**EXERCISE TASK A:**
Write out the portion of the passage on interest rate and currency risk that begins at the words "Interest rate swaps, denominated" and stops after the words "amounts (Note 29).".
::::::::
Interest rate swaps, denominated in United States Dollars (“USD”), have been entered into to mitigate its cash flow interest rate risk. Under the interest rate swaps, the Group agrees with other third parties to exchange, at specified intervals (primarily quarterly), the difference between fixed contract rates and floating-rate interest amounts calculated by reference to the agreed notional amounts (Note 29).
Cross currency swaps have been entered into to mitigate its interest rate risk and foreign currency risk. Under the cross currency swaps, the Group agrees with other third parties to exchange the floating interest and principal payments in USD for fixed interest and principal payments in RMB for certain USD bank loans (Note 29).
As at December 31, 2017, it is estimated that a general increase/decrease of 100 basis points in interest rates, with all other variables held constant, would have decreased/increased the Group’s profit after tax and retained profits by approximately RMB530 million (2016: RMB376 million; 2015: RMB416 million).
The sensitivity analysis above indicates the instantaneous change in the Group’s profit after tax and retained profits and other components of consolidated equity that would arise assuming that the change in interest rates had occurred at the end of the reporting period and had been applied to re-measure those financial instruments held by the Group which expose the Group to fair value interest rate risk at the end of the reporting period. In respect of the exposure to cash flow interest rate risk arising from floating rate non-derivative instruments held by the Group at the end of the reporting period, the impact on the Group’s profit after tax (and retained profits) and other components of consolidated equity is estimated as an annualized impact on interest expense or income of such a change in interest rates. This analysis is performed on the same basis as that for 2016 and 2015.
(c) | Foreign currency risk |
Renminbi is not freely convertible into foreign currencies. All foreign exchange transactions involving Renminbi must take place either through the PBOC or other institutions authorized to buy and sell foreign exchange or at a swap center.
::::::::
**EXERCISE TASK B:**
Pick out every line of the listing below that contains the word "blonde".

(Excerpts of labeled region data)
::::::::
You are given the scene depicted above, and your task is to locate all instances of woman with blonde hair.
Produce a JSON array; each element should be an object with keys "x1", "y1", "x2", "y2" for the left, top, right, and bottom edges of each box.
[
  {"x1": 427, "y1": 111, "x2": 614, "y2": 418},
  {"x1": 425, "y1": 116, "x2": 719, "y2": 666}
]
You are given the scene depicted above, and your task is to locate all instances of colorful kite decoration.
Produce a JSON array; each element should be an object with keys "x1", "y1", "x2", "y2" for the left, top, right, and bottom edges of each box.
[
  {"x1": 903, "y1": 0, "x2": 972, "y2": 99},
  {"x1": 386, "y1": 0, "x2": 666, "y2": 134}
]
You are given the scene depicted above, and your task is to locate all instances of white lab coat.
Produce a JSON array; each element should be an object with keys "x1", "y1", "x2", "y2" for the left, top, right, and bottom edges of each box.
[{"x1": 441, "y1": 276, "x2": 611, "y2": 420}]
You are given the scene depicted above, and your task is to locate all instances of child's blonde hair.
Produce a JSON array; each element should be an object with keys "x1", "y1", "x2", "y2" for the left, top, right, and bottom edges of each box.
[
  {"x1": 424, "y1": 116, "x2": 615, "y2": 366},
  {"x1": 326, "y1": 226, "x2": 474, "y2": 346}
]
::::::::
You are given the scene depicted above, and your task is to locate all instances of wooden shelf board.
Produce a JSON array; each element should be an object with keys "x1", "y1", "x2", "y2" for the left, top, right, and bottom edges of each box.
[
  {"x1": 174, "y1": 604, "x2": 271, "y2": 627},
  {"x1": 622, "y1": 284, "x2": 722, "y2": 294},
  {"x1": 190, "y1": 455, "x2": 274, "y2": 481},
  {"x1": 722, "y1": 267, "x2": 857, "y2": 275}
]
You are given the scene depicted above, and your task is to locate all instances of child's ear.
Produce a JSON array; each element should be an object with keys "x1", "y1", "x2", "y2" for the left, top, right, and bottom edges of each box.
::::::::
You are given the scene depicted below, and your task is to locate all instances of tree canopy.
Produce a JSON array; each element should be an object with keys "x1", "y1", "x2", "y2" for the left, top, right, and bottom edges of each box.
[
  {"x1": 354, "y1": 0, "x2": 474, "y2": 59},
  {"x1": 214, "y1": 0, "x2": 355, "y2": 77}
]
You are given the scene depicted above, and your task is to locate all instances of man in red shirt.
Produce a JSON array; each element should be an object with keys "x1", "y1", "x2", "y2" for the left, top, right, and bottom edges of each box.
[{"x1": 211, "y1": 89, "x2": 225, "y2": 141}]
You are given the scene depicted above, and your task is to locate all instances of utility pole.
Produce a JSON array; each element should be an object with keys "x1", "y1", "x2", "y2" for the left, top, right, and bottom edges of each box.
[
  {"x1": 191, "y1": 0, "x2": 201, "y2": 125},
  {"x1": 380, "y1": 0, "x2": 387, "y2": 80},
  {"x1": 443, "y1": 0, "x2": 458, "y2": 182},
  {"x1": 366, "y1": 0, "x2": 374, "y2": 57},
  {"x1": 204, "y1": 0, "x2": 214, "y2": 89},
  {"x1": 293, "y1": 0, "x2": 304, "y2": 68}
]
::::::::
**FULL ANSWER A:**
Interest rate swaps, denominated in United States Dollars (“USD”), have been entered into to mitigate its cash flow interest rate risk. Under the interest rate swaps, the Group agrees with other third parties to exchange, at specified intervals (primarily quarterly), the difference between fixed contract rates and floating-rate interest amounts calculated by reference to the agreed notional amounts (Note 29).

**FULL ANSWER B:**
You are given the scene depicted above, and your task is to locate all instances of woman with blonde hair.
You are given the scene depicted above, and your task is to locate all instances of child's blonde hair.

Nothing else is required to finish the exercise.